Washington, D.C.  20549

FORM 8-K

CURRENT REPORT
Pursuant to Section 13 or 15(d) of the Securities Exchange Act of 1934

Date of Report (Date of earliest event reported): December 1, 2015

I-MINERALS INC.
(Exact name of registrant as specified in its charter)

CANADA 000-55321 20-4644299
(State or other jurisdiction of incorporation) (Commission File Number) (IRS Employer Identification No.)
     
Suite 880, 580 Hornby Street
 Vancouver, BC
  V6E 3M4
(Address of principal executive offices)   (Zip Code)
     
Registrant's telephone number, including area code (877) 303-6573

N/A
(Former name or former address, if changed since last report)

Check the appropriate box below if the Form 8-K filing is intended to simultaneously satisfy the filing obligation of the registrant under any of the following provisions:

 [  ]  Written communications pursuant to Rule 425 under the Securities Act (17 CFR 230.425)

▶ **RAW DATA**:
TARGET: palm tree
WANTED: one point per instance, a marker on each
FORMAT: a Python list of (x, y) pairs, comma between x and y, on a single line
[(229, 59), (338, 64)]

▶ **TASK INSTRUCTIONS**:
- A) From the Form 8-K excerpt above, set down word for word everything from "Washington, D.C.  20549" down to "in its charter)".
- B) Answer these questions from the Form 8-K excerpt above:
(i) What is the date of the earliest event reported?
(ii) What telephone number is listed for the registrant?
(iii) In which city are the principal executive offices located?
- C) Extend the Form 8-K excerpt above, picking up after its final line.

▶ **EXPECTED ANSWERS**:
- A)
Washington, D.C.  20549

FORM 8-K

CURRENT REPORT
Pursuant to Section 13 or 15(d) of the Securities Exchange Act of 1934

Date of Report (Date of earliest event reported): December 1, 2015

I-MINERALS INC.
(Exact name of registrant as specified in its charter)

- B)
(i) December 1, 2015
(ii) (877) 303-6573
(iii) Vancouver, BC

- C)
 [  ]  Soliciting material pursuant to Rule 14a-12 under the Exchange Act (17 CFR 240.14a-12)
   
 [  ]  Pre-commencement communications pursuant to Rule 14d-2(b) under the Exchange Act (17 CFR 240.14d-2(b))
   
 [  ]  Pre-commencement communications pursuant to Rule 13e-4(c) under the Exchange Act (17 CFR 240.13e-4(c))


ITEM 1.01         ENTRY INTO A MATERIAL DEFINITIVE AGREEMENT

Settlement Agreement

On December 2, 2015, I-Minerals Inc. (the “Company”) received final court approval of its settlement of the lawsuit against the Company by Idaho Industrial Minerals, LLC (“IIM”), Hoodoo Resources, LLC (“Hoodoo”), the principal of Hoodoo, Robert Lemke (“Lemke”), Brent Thomson (“Thomson”) and The Thomson Family Trust (the “Thomson Trust”) (IIM, Hoodoo, Lemke, Thomson and the Thomson Trust collectively referred to as the “Plaintiffs”) in Latah County, Idaho.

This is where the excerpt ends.